Exactly and in full, give the records again.

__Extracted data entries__
=-=-=-=-=

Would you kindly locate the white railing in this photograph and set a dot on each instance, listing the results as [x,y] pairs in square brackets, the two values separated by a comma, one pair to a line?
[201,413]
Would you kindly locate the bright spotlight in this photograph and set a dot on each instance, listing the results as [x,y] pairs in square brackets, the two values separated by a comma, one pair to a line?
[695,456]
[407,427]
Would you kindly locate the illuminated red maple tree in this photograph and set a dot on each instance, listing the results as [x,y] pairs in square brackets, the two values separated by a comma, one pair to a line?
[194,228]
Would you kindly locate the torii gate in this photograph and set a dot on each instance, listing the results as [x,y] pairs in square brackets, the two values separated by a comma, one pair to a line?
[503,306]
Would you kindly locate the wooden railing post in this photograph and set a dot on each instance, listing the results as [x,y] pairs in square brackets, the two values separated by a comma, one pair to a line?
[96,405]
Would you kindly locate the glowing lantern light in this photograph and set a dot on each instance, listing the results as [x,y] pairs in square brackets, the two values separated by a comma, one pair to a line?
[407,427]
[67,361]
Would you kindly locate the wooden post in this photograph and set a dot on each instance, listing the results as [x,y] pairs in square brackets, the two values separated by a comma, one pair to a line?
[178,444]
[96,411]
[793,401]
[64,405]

=-=-=-=-=

__Written solution__
Would you kindly locate the white railing in this photograph and set a dot on each instance, listing the results as [x,y] pairs in square brackets, the two values separated by a comma, one pair to a line?
[201,413]
Would you kindly locate the bright spotlight in this photograph and set a dot on each instance, listing the results as [x,y] pairs in square brackets, the two values separated by a comma, one pair to a line?
[695,456]
[407,427]
Would you kindly locate the illuminated red maple tree in this photograph and set a dot on each instance, listing the results as [x,y] pairs in square brackets, the two values separated by a comma, one pair to a line?
[194,228]
Would you kindly locate the torii gate in this photograph and set a dot on each instance, listing the results as [x,y] pairs in square brackets, the two values separated by a comma, one pair to a line?
[503,306]
Would you kindly locate the wooden railing post in this photograph and set a dot on each instance, listing the results as [x,y] pairs in square brackets, the two values separated by a comma, one pair to a line?
[96,405]
Would you kindly locate the glowing lantern light in this photograph and set a dot on each instance, listing the results as [x,y] pairs in square brackets, the two values separated by a comma, one pair to a line?
[407,427]
[67,361]
Would you kindly locate the wooden post in this photograph and set a dot on each instance, listing the results as [x,y] pairs in square brackets, the two values separated by a comma, one pair to a line?
[178,444]
[96,411]
[793,401]
[64,405]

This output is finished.